» Travail demandé
Dans le texte sur le karma, quelle image Steiner donne-t-il pour se défendre de verser dans le fatalisme, s'il vous plaît ?
-------- Extrait source
Du karma, de la réincarnation, et du lien entre les mondes spirituel et physique

. Le karma au sens de l’anthroposophie est une loi spirituelle concernant un lien de cause à effet, où cet effet est le retour de la cause sur la chose ou sur l’être qui l’a causé, l’être en question, au moment du retour de l’effet, devant être dans une certaine mesure le même qu’au moment de la cause. Il est également nécessaire qu’un certain temps s’écoule entre la cause et l’effet, la notion du karma exigeant une absence de prévision de l’effet par l’être causal. Et c’est cette absence de prévision ainsi que l’existence de l’effet sur l’être causal qui témoigne de l’existence d’une loi, fixant ledit effet.
Mais Steiner se défend de verser dans le fatalisme; car bien que le karma soit une loi absolue rendant impossible l’effacement d’une action donnée, bien que toute action appelle un effet ultérieur, l’Homme a la liberté de créer de nouvelles actions compensant – toujours suivant la loi karmique – les effets de l’action initiale. Steiner donne l’image du bilan, lequel étant négatif p.ex. n’empêche pas de par cet état la poursuite des affaires en vue de son redressement. Cette optique justifie de même une intervention compensatoire d’autrui, qui peut jouer le même rôle positif qu’une action appropriée de la part du sujet lui-même. Et c’est précisément ce phénomène où toute action prête à conséquence, qui devrait inciter les Hommes à agir dans le sens d’une aide réciproque.
----------------
-------- Données enregistrées
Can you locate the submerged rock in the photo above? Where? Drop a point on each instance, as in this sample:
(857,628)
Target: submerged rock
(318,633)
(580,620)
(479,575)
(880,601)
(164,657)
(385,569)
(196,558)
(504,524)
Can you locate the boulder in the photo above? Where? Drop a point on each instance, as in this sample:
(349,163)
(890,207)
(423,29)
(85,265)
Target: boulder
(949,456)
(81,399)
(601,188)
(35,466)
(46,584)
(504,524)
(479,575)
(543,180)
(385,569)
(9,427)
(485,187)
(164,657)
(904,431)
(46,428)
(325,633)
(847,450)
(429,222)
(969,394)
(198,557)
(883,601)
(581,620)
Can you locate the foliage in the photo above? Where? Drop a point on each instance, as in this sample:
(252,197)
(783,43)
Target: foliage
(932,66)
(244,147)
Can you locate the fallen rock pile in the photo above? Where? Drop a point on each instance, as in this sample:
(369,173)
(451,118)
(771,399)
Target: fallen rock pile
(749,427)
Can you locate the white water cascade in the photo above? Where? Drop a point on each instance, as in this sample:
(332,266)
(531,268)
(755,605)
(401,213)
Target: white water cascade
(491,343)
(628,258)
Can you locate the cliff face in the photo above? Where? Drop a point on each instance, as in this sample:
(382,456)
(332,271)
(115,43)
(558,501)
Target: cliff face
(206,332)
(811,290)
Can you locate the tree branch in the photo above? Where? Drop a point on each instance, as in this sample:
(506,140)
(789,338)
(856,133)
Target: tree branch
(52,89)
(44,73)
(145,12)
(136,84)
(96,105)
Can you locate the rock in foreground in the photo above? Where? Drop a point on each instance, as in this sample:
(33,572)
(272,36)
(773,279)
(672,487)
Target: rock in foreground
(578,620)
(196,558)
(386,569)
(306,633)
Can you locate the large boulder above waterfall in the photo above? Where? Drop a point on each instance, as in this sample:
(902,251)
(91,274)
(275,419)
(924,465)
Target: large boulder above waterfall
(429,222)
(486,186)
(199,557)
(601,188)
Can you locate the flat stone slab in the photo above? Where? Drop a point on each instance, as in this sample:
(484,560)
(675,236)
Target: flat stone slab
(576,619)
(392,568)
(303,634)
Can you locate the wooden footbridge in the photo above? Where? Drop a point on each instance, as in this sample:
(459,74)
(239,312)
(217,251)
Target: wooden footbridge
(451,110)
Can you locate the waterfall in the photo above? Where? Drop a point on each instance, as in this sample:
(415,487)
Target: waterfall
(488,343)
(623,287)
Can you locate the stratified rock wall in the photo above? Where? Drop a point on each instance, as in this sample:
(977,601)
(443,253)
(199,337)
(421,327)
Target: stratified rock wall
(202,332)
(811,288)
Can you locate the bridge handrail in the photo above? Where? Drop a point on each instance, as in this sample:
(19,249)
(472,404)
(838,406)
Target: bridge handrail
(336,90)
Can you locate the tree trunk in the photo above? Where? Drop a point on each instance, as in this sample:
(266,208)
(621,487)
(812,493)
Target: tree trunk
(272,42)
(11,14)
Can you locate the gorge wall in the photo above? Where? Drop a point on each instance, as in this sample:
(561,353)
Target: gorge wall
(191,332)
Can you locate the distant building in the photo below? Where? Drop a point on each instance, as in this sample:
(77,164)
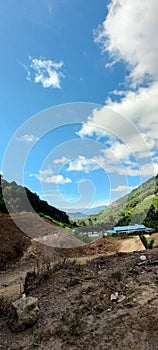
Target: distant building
(129,229)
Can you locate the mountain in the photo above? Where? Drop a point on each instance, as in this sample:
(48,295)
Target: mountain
----------------
» Solution proposée
L'image du bilan : un bilan négatif n'empêche pas de poursuivre les affaires en vue de son redressement.